**STORED DATA**.
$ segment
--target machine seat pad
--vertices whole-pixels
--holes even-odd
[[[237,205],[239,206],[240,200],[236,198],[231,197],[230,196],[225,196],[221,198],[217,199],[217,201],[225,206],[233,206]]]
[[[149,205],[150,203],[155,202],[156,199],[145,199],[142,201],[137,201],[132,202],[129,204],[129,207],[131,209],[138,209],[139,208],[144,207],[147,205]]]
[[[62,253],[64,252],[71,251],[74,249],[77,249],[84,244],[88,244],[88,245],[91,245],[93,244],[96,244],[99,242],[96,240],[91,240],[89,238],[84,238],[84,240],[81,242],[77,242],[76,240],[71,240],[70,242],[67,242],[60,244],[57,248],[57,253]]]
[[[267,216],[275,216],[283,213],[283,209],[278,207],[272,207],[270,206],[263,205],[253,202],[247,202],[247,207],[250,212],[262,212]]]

**WHAT IS NEEDED**. Extract every line of the records above and repeat each one character for character.

**ANSWER TO THIS PROBLEM**.
$ segment
--target machine seat pad
--vertices whole-pixels
--holes even-odd
[[[237,205],[239,206],[240,200],[236,198],[231,197],[230,196],[225,196],[221,198],[217,199],[217,201],[225,206],[233,206]]]
[[[149,205],[150,203],[155,202],[156,199],[145,199],[142,201],[137,201],[132,202],[129,204],[129,207],[131,209],[138,209],[139,208],[144,207],[147,205]]]
[[[62,253],[64,252],[71,251],[74,249],[77,249],[84,244],[88,244],[88,245],[91,245],[93,244],[96,244],[99,242],[96,240],[91,240],[89,238],[84,238],[84,240],[81,242],[77,242],[76,240],[71,240],[70,242],[67,242],[60,244],[57,248],[57,253]]]
[[[267,216],[275,216],[283,213],[283,209],[278,207],[272,207],[270,206],[263,205],[253,202],[247,202],[247,207],[250,212],[262,212]]]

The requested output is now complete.